Your objective: Each entry below is to be transcribed exactly.
===== Rows =====
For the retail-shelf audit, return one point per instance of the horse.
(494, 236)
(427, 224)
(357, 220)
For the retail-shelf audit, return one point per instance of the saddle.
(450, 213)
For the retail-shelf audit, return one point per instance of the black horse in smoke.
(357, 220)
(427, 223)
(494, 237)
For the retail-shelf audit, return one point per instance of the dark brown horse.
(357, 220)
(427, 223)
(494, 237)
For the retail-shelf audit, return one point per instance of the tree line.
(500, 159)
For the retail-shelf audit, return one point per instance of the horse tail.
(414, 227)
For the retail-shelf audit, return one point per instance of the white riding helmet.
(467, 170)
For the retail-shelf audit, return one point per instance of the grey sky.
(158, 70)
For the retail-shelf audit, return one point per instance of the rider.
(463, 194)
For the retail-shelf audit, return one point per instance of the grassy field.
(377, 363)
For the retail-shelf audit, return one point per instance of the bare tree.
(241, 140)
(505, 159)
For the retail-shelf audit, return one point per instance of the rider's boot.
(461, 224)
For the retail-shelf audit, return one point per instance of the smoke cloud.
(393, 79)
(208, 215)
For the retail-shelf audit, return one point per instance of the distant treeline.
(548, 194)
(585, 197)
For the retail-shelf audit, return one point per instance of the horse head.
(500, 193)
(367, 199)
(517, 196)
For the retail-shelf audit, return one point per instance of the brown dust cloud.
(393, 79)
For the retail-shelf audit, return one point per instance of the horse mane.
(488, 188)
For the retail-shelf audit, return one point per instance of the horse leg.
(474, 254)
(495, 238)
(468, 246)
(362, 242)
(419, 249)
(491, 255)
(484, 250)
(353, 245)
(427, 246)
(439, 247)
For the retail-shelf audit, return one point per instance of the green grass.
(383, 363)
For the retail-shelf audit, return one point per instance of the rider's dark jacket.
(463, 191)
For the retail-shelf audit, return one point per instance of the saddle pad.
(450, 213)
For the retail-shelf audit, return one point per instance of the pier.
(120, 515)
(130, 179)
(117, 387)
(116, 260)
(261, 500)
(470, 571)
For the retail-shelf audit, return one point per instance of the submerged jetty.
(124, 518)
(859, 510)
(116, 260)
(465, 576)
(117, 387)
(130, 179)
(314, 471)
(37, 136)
=====
Finished task:
For the retail-shelf audit, return one point per instance of the horse.
(494, 236)
(427, 224)
(357, 220)
For the retail-shelf audit, return one point per instance of the saddle.
(450, 213)
For the retail-shelf audit, return one point per instance of the black horse in smoke.
(357, 220)
(427, 223)
(494, 237)
For the retail-shelf audit, return one point per instance of the dark brown horse.
(357, 220)
(427, 223)
(494, 237)
For the retail-shelf audit, return one point per instance of the tree line.
(500, 159)
For the retail-shelf audit, return one point per instance of the horse tail.
(414, 227)
For the retail-shelf audit, return one point per instance of the white riding helmet.
(467, 170)
For the retail-shelf audit, return one point per instance of the grey sky.
(158, 70)
For the retail-shelf audit, return one point per instance of the rider.
(463, 194)
For the retail-shelf audit, return one point per instance of the grassy field.
(377, 363)
For the retail-shelf audit, return one point per instance of the bare tree.
(241, 140)
(505, 159)
For the retail-shelf audit, return one point per instance of the rider's boot.
(461, 224)
For the retail-shelf audit, return one point per instance of the smoke cloud.
(393, 79)
(208, 215)
For the retail-shelf audit, return one point per instance of the distant treeline.
(548, 194)
(585, 197)
For the retail-shelf audit, return one point per instance of the horse head.
(500, 193)
(367, 199)
(517, 196)
For the retail-shelf audit, return one point per instance of the brown dust cloud.
(393, 79)
For the retail-shelf audit, return one point per instance of the horse mane.
(488, 188)
For the retail-shelf audit, return one point per instance of the horse leg.
(474, 254)
(495, 238)
(468, 246)
(362, 242)
(419, 249)
(491, 255)
(484, 250)
(353, 245)
(427, 246)
(439, 247)
For the retail-shelf audit, return one point per instance of the green grass.
(383, 363)
For the retail-shelf audit, return one point per instance of the rider's dark jacket.
(463, 191)
For the retail-shelf audit, return one point per instance of the saddle pad.
(450, 213)
For the retail-shelf audit, return one point per instance of the pier.
(120, 515)
(130, 179)
(117, 387)
(116, 260)
(261, 500)
(470, 571)
For the retail-shelf audit, return one point per instance of the submerged jetty.
(124, 518)
(859, 510)
(116, 260)
(465, 576)
(117, 387)
(130, 179)
(314, 471)
(37, 136)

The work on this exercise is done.